▸ **Task directions**
From the line containing "Every instance of the wooden" to the final line of the material below, copy each line exactly, including both endpoints, and leave out all other lines.

▸ **Entries shown**

════

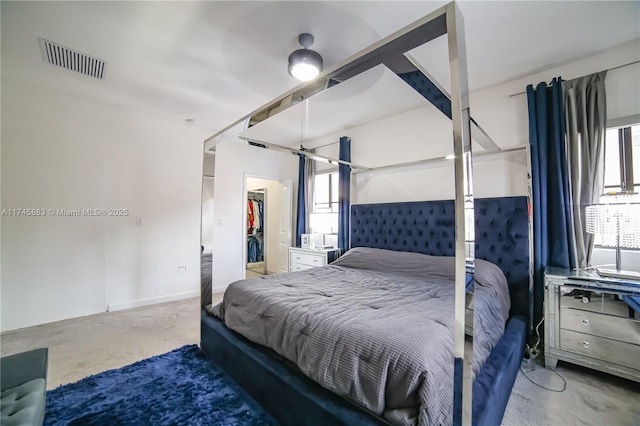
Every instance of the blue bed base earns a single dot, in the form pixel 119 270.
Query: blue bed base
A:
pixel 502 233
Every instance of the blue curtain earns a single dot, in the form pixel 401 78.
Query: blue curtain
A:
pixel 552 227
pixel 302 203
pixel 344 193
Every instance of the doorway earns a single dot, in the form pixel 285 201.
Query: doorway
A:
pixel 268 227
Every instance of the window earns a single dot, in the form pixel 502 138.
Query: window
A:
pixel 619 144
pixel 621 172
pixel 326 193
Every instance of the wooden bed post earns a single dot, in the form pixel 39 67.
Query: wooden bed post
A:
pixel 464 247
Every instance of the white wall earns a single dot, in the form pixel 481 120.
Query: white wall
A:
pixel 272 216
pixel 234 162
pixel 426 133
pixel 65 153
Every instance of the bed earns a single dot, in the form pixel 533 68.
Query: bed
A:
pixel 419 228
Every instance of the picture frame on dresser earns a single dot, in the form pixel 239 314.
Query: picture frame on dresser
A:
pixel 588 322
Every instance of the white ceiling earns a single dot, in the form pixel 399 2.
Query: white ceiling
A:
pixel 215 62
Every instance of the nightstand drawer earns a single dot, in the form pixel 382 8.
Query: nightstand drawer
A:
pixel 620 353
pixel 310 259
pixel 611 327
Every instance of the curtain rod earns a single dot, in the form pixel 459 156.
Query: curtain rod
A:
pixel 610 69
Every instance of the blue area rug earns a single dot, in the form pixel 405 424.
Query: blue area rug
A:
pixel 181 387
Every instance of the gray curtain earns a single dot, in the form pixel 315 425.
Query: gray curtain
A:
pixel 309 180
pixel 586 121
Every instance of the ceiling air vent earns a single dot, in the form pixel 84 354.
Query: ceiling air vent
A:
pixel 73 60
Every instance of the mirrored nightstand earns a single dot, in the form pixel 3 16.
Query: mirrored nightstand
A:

════

▸ **Response to this task**
Every instance of the wooden bed post earns a single dot, in the form pixel 39 67.
Query: wooden bed post
A:
pixel 464 247
Every instance of the white wall earns a single dot, in the form pixel 481 120.
Query: white wall
A:
pixel 272 216
pixel 234 162
pixel 426 133
pixel 65 153
Every instance of the bed earns a single dot, in the form pixel 533 68.
Query: bed
A:
pixel 419 228
Every instance of the picture frame on dresser earns a single dot, in the form pixel 239 314.
Query: picture frame on dresser
A:
pixel 588 322
Every instance of the white ceiling earns a single dot, in the form pixel 399 2.
Query: white ceiling
A:
pixel 215 62
Every instance of the nightstand drawer earns a single dot, in the form pixel 382 8.
Query: nightstand drawer
A:
pixel 620 353
pixel 310 259
pixel 611 327
Every instance of the curtain rod earns a single dot, in the form pixel 459 156.
Query: curtain rod
A:
pixel 610 69
Every instance of the blue area rug earns a single dot, in the form pixel 405 424.
Query: blue area rug
A:
pixel 181 387
Every instance of the gray curtain earns a single dot, in the form pixel 315 425.
Query: gray curtain
A:
pixel 309 180
pixel 586 121
Every instance of the ceiling air vent earns a single dot, in the form pixel 84 354.
Query: ceiling air vent
A:
pixel 73 60
Every instance of the mirrored nightstand earns a single dot, in the form pixel 3 16.
Query: mirrored nightstand
A:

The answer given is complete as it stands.